Exercise: Continue the passage about Mr. Dickens's public readings, starting right after its final sentence.

We say that Mr. Dickens is a great artist. In the preface to one of his books, he has acknowledged his indebtedness to hard work, and even his freshest literary achievements bear the marks of patient toil. He is known to have carried into his readings the same method of study, care and precision, and to have regarded the whole business in its minutest details, as a matter of deliberate design. He neglects nothing that can contribute to effect. Take the version of his writings which he reads. They differ from the published form in being trimmed, compressed, all the by-play and padding left out, and all the points and hits retained. We were particularly impressed with this in the neat reduction of the Christmas Carol to the smallest compass consistent with telling the story clearly; and also with the self-denying resolution manifested in omitting many of the ludicrous incidents, description and dialogue, in the Pickwick Trial. Mr. Dickens takes great care not to bore his audiences, but bows his retirement to them, while they still have a good appetite for more; an excellent rule for feasts of reason and flows of soul, as well as for more palpable banquets.

Look, too, at the mis en scene. A purple screen behind him (a pleasant color to look at, though it imparts an unpleasant complimentary green to other objects, ladies’ faces included) against which his figure stands in bold relief; powerful gas lights at each side shedding their glare upon him alone; a mere skeleton of a lectern which does not conceal the form of the speaker; even the inevitable English bottle of water (English water?) and tumbler standing upon the side of the desk, from the which he rewards himself with a sip after each stave of his carol, as Addison was reported to have done with a stronger beverage, at the termination of an uncommonly fine paragraph — and there are a great many such stopping places — in the Spectator. This is all Art, and so are the little bouquet in the left buttonhole of his coat, second from top, and the other details of his dress, into which Sartorian particulars we do not propose to enter. So much for what many persons would consider only trifles.

Entries shown:

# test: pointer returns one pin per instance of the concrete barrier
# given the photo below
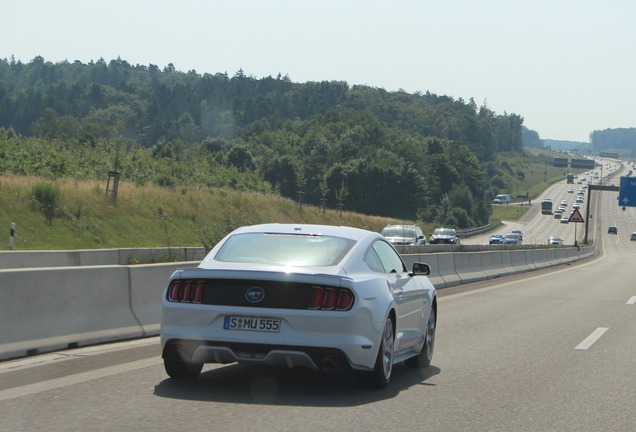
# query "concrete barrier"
(446, 263)
(97, 257)
(492, 264)
(146, 287)
(518, 261)
(55, 308)
(46, 309)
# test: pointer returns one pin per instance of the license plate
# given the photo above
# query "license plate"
(251, 323)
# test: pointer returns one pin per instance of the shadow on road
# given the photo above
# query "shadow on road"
(292, 387)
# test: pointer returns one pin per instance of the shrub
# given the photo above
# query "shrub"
(47, 196)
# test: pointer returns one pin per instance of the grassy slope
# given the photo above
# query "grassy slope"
(151, 216)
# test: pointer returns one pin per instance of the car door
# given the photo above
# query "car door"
(410, 296)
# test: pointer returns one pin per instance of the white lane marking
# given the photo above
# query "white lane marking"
(79, 378)
(591, 339)
(59, 356)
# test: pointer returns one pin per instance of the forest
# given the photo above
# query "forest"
(416, 156)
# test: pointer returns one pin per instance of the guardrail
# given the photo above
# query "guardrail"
(53, 308)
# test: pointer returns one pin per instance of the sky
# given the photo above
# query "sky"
(568, 67)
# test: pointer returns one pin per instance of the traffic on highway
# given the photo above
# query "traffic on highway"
(550, 350)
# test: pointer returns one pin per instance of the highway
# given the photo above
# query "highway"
(544, 351)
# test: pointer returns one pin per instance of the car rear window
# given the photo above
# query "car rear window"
(284, 249)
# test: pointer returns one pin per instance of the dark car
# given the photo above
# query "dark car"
(496, 239)
(444, 236)
(518, 232)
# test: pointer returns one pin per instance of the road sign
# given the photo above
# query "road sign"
(627, 192)
(576, 217)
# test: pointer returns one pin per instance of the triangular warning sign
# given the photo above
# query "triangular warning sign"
(576, 216)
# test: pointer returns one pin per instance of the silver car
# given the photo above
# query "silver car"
(300, 296)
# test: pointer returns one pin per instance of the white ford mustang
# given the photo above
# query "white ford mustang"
(320, 297)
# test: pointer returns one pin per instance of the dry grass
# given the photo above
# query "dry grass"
(148, 216)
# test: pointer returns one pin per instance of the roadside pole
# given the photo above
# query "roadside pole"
(11, 236)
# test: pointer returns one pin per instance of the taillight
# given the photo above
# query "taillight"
(330, 298)
(186, 291)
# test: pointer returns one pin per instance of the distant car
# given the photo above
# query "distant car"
(496, 239)
(320, 297)
(518, 232)
(444, 236)
(512, 238)
(404, 235)
(555, 241)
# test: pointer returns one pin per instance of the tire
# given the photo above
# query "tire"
(381, 375)
(424, 358)
(179, 369)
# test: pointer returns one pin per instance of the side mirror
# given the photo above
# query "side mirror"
(421, 269)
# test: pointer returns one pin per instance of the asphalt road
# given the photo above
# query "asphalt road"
(543, 351)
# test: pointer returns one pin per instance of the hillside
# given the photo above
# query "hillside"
(326, 140)
(146, 216)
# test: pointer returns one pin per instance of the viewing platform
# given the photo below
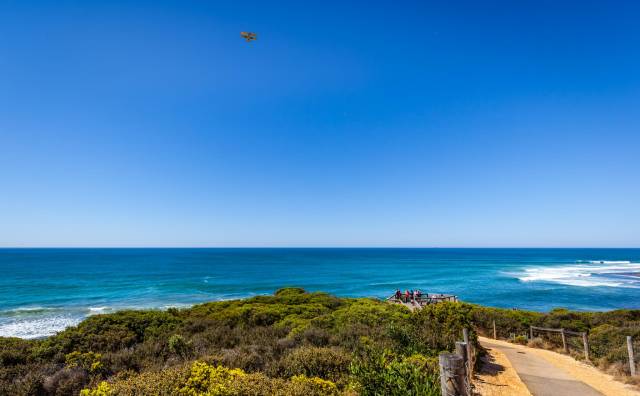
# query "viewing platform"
(417, 302)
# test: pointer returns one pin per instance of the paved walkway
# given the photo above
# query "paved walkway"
(541, 377)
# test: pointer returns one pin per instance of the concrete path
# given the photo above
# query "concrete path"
(540, 377)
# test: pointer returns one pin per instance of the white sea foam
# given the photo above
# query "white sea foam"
(98, 310)
(586, 274)
(37, 327)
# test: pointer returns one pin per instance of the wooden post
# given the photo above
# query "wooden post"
(465, 336)
(632, 363)
(461, 350)
(452, 375)
(585, 343)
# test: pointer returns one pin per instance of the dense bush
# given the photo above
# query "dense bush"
(290, 343)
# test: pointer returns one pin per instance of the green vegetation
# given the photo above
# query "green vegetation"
(291, 343)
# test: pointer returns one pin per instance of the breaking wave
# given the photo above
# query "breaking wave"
(586, 274)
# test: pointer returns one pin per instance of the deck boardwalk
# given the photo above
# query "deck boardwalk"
(425, 299)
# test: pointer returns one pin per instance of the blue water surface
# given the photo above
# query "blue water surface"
(44, 290)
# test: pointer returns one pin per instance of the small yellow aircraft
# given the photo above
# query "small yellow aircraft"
(249, 36)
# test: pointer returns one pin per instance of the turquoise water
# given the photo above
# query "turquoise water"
(44, 290)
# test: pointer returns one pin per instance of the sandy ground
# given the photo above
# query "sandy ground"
(579, 371)
(498, 377)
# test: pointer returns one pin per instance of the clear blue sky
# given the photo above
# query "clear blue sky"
(414, 123)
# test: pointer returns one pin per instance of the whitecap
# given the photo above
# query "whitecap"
(37, 327)
(591, 274)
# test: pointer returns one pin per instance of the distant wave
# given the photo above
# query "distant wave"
(38, 327)
(99, 310)
(592, 273)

Reply to the task:
But when Dickens begins to read we see that all this preparation is a type of what follows, that it is the perfect prelude of a perfect work. For here, at every step we discern the most patient study, the most conscientious care. His voice, though not very strong (and a trifle husky the first night,) quite fills the large house. His accent is of a well-bred Englishman, but his pronunciation is clearer, more distinct and every way more agreeable to American ears than that of most of his countrymen, even the cultivated ones. It is very flexible, and managed with great skill, so as to give the growl of old Scrooge, the baby chirp of Tiny Tim, the bluster of Sergeant Buzzfuz and teh inanity of Mr. Justice Stareleigh to perfection. From one character to another, among the dozen or so which figure in the Carol, he passes with perfect ease, never for a moment confounding the tones which are a part of their individuality. No less appropriate are the gestures and the changing facial expressions — all finished studies, delicate touches like those of a cameo cutter. When he describes the mashing of the potatoes for the Cratchit feast, he mashes invisible Murphies with his hand. He sniffs audibly to express sage and onions, and the audience can almost smell that corollary of the Christmas goose. The crackle of chestnuts on the fire, he somehow brings home to us by a nervous lighning-like motion of his hands. When he wishes to bring before our mind that contradance, of which old Feezwig was the bright particular star, he mimics the woven paces all about his reading desk. This gesticulation and facial change is humor or pathos at pleasure. In Bob Cratchit’s lament over poor Tiny Tim, it touches the fountain of tears, in reader and listener alike; and in old Weller’s observations from the gallery, it puts hearers into convulsions of laughter, from which Dickens himself can hardly refrain.
And so on. we might quote a hundred instances, if we cared to, from his readings, to illustrate the thorough, pains-taking art of Dickens, the reader, with which its genius as an author has nothing to do. If his coming here shall elevate the standard of public readings and recitations, it will have had one very beneficial effect.